- [THE EXERCISE] Set down each of the entries below word for word, keeping every line as it appears.

- [Excerpts from a pointing dataset]
►
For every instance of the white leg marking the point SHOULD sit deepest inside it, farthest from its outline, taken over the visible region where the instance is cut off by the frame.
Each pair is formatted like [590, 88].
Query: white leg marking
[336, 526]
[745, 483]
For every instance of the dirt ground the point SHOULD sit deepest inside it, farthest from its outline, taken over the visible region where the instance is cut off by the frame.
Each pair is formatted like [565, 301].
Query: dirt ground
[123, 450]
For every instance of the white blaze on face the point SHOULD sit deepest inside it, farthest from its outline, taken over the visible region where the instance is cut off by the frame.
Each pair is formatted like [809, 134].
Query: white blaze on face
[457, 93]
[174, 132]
◄
- [RESULT OF THIS EXERCISE]
For every instance of the white leg marking the point SHOULD sit deepest inside it, farthest from its outline, taken over the visible region where the instance is cut off by the frame.
Each pair is formatted like [590, 88].
Query: white leg marking
[336, 526]
[745, 483]
For every instance of the dirt ground the point SHOULD sit deepest inside it, farthest from its outline, taken over the visible region where the instance is cut off by the frame.
Each pair is formatted like [565, 301].
Query: dirt ground
[123, 450]
For every instance of the white blaze on face the point SHOULD sit deepest inside it, farthest from its outline, taken over the visible region where the instance is cut off by the frame.
Each pair is formatted like [809, 134].
Query: white blaze on face
[457, 93]
[174, 132]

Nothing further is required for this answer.